Objetivo del ejercicio | ¿Cómo se traduce al inglés esta oración del texto extraído: «Mi vida ha sido de lo más normal, pocas aventuras, algún amor, siempre demasiadas tristezas, noches de insomnio, ilusiones, algunas rotas y otras cumplidas.»?

Texto extraído |
###
¿Qué es lo que has venido a hacer aquí?

¿Qué es lo que has venido a hacer aquí?
He venido
a besar tus labios con mis ojos,
a dejar en tu cuerpo mis caricias,
a rezar a un dios estupendo y lleno de vida,
a respirar el aliento mismo de la creación,
pero sobre todo,
por siempre y para siempre,
a amarte, hermano mío,
amarte y no dejarte de amar,
nunca más dejarte de amar.
(Francisco J. Francisco Carrera, "Luna de Agosto")

viernes, 7 de septiembre de 2012

APRENDIENDO A MORIR

Detrás de la máscara se oculta el de verdad...

Desde niño puse mucho empeño en aprender a morir en vida para entender de verdad de qué iba la muerte.  Mi vida ha sido de lo más normal, pocas aventuras, algún amor, siempre demasiadas tristezas, noches de insomnio, ilusiones, algunas rotas y otras cumplidas.  No conquisté imperios, nunca conduje un Mercedes, no me acosté con tres exóticas bailarinas birmanas después de robar el cofre del Hombre Muerto, esas cosas que tantos hemos deseado después de un par de cervezas...  Como digo, nada reseñable, la verdad.  Me he metido el dedo en la nariz, tirado pedos en el Corte Inglés aprovechándome de la multitud (y después sonreía intentando captar las tonalidades de mi perfume estomacal), ganduleado antes de un examen, mentido a mis jefes, qué sé yo…, esas victorias mínimas que parecen dar sentido a una vida sin sentido.
###
Información mostrada |

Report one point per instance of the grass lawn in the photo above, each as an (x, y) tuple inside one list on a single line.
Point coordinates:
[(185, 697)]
###
Resultado correcto | My life has been as ordinary as can be: few adventures, the odd love, always too many sorrows, sleepless nights, hopes, some shattered and others fulfilled.